▸ Requirement: Go to the line that contains "the white arena" and extract it along with every line after it, exactly, through the end of the data below.

(Extracted data entries)

○ ○ ○ ○ ○

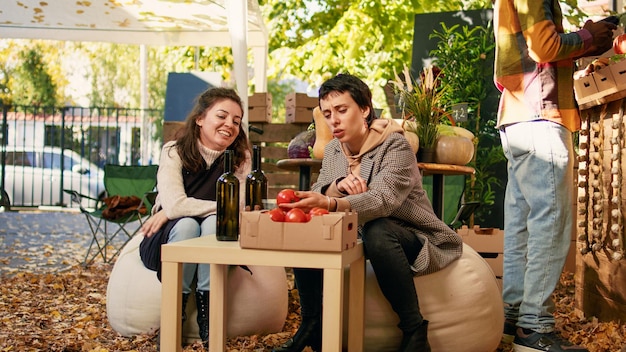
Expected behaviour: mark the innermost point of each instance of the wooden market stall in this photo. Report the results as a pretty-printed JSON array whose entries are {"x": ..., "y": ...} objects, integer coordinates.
[{"x": 600, "y": 262}]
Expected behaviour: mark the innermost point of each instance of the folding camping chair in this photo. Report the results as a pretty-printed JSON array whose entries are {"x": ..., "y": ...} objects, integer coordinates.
[{"x": 123, "y": 181}]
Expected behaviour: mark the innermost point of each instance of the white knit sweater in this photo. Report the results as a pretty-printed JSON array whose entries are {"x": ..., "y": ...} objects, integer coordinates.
[{"x": 172, "y": 197}]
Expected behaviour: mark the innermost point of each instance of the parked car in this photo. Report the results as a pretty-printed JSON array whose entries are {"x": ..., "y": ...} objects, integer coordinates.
[{"x": 35, "y": 176}]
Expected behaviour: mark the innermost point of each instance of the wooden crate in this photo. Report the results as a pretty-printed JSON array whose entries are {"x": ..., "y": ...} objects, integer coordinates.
[{"x": 601, "y": 272}]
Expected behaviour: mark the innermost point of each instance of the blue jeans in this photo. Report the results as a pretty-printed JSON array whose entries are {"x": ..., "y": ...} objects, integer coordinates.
[
  {"x": 188, "y": 228},
  {"x": 538, "y": 219}
]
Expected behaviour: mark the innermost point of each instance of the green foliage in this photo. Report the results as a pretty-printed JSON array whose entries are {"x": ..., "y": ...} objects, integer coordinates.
[
  {"x": 422, "y": 102},
  {"x": 465, "y": 54},
  {"x": 33, "y": 84}
]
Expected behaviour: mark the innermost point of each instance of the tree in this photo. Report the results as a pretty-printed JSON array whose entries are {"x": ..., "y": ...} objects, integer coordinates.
[
  {"x": 32, "y": 83},
  {"x": 313, "y": 40}
]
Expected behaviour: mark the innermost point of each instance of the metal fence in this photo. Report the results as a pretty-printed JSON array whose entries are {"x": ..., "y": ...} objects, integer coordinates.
[{"x": 44, "y": 150}]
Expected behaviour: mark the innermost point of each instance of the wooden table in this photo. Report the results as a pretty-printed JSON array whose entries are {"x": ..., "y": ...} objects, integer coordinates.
[
  {"x": 221, "y": 254},
  {"x": 438, "y": 171},
  {"x": 304, "y": 166}
]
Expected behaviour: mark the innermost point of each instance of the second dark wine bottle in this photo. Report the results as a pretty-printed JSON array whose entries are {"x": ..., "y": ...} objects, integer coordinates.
[
  {"x": 256, "y": 182},
  {"x": 227, "y": 191}
]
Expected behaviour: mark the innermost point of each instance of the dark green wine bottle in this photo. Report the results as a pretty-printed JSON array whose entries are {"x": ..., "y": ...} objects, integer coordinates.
[
  {"x": 228, "y": 202},
  {"x": 256, "y": 182}
]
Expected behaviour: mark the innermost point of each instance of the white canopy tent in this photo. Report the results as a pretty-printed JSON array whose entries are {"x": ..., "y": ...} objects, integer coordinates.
[{"x": 234, "y": 23}]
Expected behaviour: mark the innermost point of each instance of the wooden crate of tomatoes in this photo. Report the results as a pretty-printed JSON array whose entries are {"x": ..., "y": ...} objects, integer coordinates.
[{"x": 315, "y": 230}]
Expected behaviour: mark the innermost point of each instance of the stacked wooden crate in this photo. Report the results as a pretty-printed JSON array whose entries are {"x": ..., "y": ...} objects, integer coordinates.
[
  {"x": 260, "y": 107},
  {"x": 300, "y": 108},
  {"x": 489, "y": 243}
]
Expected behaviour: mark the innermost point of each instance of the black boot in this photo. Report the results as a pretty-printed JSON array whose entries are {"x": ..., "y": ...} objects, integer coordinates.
[
  {"x": 202, "y": 304},
  {"x": 417, "y": 341},
  {"x": 309, "y": 334},
  {"x": 185, "y": 299}
]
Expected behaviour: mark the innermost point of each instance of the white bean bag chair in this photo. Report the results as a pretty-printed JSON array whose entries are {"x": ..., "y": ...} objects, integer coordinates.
[
  {"x": 257, "y": 303},
  {"x": 462, "y": 302}
]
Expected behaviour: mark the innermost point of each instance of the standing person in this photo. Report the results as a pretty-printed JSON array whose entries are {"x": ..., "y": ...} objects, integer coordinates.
[
  {"x": 186, "y": 206},
  {"x": 534, "y": 69},
  {"x": 370, "y": 168}
]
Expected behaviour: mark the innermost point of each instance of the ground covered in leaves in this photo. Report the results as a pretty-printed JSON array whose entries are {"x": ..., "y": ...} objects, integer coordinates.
[
  {"x": 49, "y": 302},
  {"x": 66, "y": 311}
]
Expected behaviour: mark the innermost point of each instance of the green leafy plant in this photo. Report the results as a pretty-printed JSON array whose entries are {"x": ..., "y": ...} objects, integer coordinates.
[
  {"x": 422, "y": 104},
  {"x": 465, "y": 55}
]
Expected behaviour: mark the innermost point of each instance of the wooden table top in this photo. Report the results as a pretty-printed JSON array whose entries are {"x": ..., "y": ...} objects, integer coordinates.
[
  {"x": 295, "y": 164},
  {"x": 427, "y": 168},
  {"x": 445, "y": 169}
]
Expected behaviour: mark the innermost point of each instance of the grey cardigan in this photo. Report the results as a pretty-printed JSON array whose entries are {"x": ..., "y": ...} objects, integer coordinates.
[{"x": 394, "y": 190}]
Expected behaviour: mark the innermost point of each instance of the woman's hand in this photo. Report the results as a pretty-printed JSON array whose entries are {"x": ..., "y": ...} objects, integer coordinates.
[
  {"x": 308, "y": 200},
  {"x": 154, "y": 223},
  {"x": 352, "y": 184}
]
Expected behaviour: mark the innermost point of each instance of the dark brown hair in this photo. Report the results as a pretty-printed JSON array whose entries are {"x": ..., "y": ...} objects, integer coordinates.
[
  {"x": 188, "y": 142},
  {"x": 359, "y": 91}
]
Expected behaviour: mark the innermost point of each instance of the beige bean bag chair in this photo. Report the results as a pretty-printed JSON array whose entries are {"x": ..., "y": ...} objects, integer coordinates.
[
  {"x": 257, "y": 303},
  {"x": 463, "y": 303}
]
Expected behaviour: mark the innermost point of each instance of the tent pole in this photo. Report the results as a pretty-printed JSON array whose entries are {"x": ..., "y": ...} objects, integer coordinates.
[{"x": 237, "y": 11}]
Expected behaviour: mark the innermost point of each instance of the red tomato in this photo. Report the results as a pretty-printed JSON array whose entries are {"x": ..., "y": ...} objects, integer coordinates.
[
  {"x": 286, "y": 196},
  {"x": 318, "y": 211},
  {"x": 295, "y": 215},
  {"x": 619, "y": 44},
  {"x": 277, "y": 215}
]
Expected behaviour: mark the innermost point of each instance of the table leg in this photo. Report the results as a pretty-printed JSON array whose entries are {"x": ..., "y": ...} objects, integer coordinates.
[
  {"x": 217, "y": 308},
  {"x": 171, "y": 306},
  {"x": 332, "y": 314},
  {"x": 356, "y": 305},
  {"x": 438, "y": 195}
]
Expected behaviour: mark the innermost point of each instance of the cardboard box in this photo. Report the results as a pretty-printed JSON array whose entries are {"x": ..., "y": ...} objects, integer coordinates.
[
  {"x": 489, "y": 243},
  {"x": 487, "y": 240},
  {"x": 603, "y": 83},
  {"x": 260, "y": 99},
  {"x": 301, "y": 100},
  {"x": 260, "y": 114},
  {"x": 618, "y": 71},
  {"x": 299, "y": 115},
  {"x": 332, "y": 232}
]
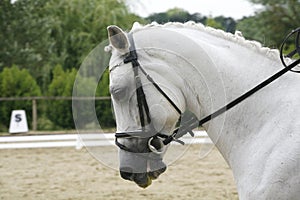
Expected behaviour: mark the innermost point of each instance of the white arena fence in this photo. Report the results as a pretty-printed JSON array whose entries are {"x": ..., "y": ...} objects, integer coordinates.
[{"x": 79, "y": 140}]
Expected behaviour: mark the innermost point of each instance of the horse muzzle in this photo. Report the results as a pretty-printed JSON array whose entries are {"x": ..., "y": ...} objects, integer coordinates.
[
  {"x": 141, "y": 168},
  {"x": 141, "y": 179}
]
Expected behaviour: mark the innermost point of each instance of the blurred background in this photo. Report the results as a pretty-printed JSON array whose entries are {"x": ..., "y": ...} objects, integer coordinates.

○ ○ ○ ○ ○

▸ Result below:
Expected behaviour: mark the innermost point of each instance of the white arena fence in this photo. Report the results as a pretty-printed JSON array whose entries are {"x": ..., "y": ...} objects, integer coordinates.
[{"x": 79, "y": 140}]
Expected behaviour: mark the innermost point of each instance of the horse muzzle in this photo. Report the results as a pretty-printed JSON array whose entries are {"x": ..., "y": ...} objects, integer coordinates.
[
  {"x": 141, "y": 168},
  {"x": 141, "y": 179}
]
Expected behaviour: mark the innermost point of each instance of the blurred background in this photo. Report the results as a pretty-printed JSON array whose entries are {"x": ..., "y": ...} objects, integer coordinates.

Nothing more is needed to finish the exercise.